The LLM Cycle

There are hundreds of thousands of models on HuggingFace, with more models releasing every day. We have been noticing a pattern in the releases after a new foundational model comes out.

Base Model
A new base model or foundational model is released, greatly improving the previous version, sometimes claiming better results than commercial alternatives. e.g.: Meta Llama 2

Fine-tuned Models
The first fine-tuned models are released pretty soon offering a slight improvement over the base model, different formats and more quantisations options (allow running the model with different system requirements), e.g.: NousResearch, Upstage, StabilityAI, lmsys

Specific Purpose Models
These models build upon the base model and make it better at a specific use case (different language, programming language, field). e.g.: WizardCoder and CodeUp, Faradaylab (french), LinkSoul and FlagAlpha (chinese), llSourcell (medllama)

Long Context Models
The base models often have limited context windows (around 1k or 2k tokens) which means it can only keep a limited record of the history of the conversation or general context provided. Through further fine-tuning these models are able to provide larger context windows of 32k, 64k and even 128k, allowing these models to process large amounts of information at once. e.g.: NousResearch and togethercomputer

Model merging
These models are the result of the combination of other fine-tuned models, joining their datasets and hopefully achieving a higher quality. e.g.: Stable-vicuna, Luban-Marcoroni, OpenOrca-Platypus

Uncensored Versions
Uncensored Models aim to reduce refusals, avoidance, and bias that the base models have when answering certain topics hence why they are often called uncensored or unfiltered. There are also some versions tuned for role-play and other exotic purposes.

> _Instructions_:
1. Update the stretch of the LLM cycle text from "Specific Purpose Models" through "(chinese), llSourcell (medllama)", replacing "use case" with "task".
2. Write the next part of the text on the LLM cycle, picking up right after its final sentence.
None of the data is needed.

> _Data supplied_:
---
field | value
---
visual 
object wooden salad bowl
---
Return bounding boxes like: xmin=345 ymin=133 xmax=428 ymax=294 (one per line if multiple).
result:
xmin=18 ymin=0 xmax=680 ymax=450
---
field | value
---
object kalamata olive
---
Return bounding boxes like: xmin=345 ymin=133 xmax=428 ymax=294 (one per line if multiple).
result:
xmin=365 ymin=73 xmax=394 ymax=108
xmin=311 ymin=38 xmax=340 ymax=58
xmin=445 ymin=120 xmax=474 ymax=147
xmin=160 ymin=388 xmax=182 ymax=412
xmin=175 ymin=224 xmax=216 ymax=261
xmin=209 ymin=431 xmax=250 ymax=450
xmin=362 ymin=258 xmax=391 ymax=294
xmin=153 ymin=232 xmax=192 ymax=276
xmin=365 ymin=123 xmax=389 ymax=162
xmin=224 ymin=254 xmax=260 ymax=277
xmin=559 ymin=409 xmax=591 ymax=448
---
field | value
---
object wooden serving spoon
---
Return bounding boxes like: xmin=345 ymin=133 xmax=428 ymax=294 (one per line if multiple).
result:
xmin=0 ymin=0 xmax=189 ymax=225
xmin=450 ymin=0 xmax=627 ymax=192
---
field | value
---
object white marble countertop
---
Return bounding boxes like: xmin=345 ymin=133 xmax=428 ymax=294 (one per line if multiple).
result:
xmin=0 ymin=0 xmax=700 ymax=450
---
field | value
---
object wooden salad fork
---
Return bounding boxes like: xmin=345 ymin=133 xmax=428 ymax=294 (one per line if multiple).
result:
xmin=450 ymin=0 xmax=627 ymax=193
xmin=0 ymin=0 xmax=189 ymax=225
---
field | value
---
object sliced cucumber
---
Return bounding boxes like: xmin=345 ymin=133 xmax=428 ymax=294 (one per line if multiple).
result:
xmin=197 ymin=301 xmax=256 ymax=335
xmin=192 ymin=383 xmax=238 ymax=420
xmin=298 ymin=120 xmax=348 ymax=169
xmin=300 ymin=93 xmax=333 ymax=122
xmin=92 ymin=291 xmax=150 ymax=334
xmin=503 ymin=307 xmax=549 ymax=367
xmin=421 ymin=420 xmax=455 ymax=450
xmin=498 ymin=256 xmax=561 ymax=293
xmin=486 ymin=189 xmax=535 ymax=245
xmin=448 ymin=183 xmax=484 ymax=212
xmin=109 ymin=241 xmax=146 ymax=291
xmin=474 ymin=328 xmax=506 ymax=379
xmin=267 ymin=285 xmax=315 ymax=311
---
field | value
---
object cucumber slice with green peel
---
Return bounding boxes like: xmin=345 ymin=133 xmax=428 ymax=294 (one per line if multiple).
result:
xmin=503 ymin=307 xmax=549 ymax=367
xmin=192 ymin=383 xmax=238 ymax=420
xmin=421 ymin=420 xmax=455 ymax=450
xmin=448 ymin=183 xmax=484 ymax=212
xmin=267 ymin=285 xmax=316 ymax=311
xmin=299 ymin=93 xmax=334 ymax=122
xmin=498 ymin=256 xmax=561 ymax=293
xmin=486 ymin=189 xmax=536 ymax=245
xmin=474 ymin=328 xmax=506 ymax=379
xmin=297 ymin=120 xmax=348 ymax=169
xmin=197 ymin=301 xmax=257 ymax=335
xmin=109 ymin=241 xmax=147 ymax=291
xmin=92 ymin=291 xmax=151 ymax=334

> _Answer section_:
1.
Specific Purpose Models
These models build upon the base model and make it better at a specific task (different language, programming language, field). e.g.: WizardCoder and CodeUp, Faradaylab (french), LinkSoul and FlagAlpha (chinese), llSourcell (medllama)

2.
Benchmark race
At this point, there are very good models for many different purposes and use cases. The only way left for a model to stand out is to top the benchmarks: HuggingFaceH4 Open LLM Leaderboard.

Mix and match
Once there are enough high quality models, it starts getting harder to improve by fine-tuning, so we start seeing more and more models resulting from merging two or more fine-tuned models into one. Different ratios of each source model yield different results. And the race continues.

What’s next?
Will we see a new category of models? Will we switch to a new base model? Can new fine-tuning methods jumpstart a new generation of models? We can’t wait to find out!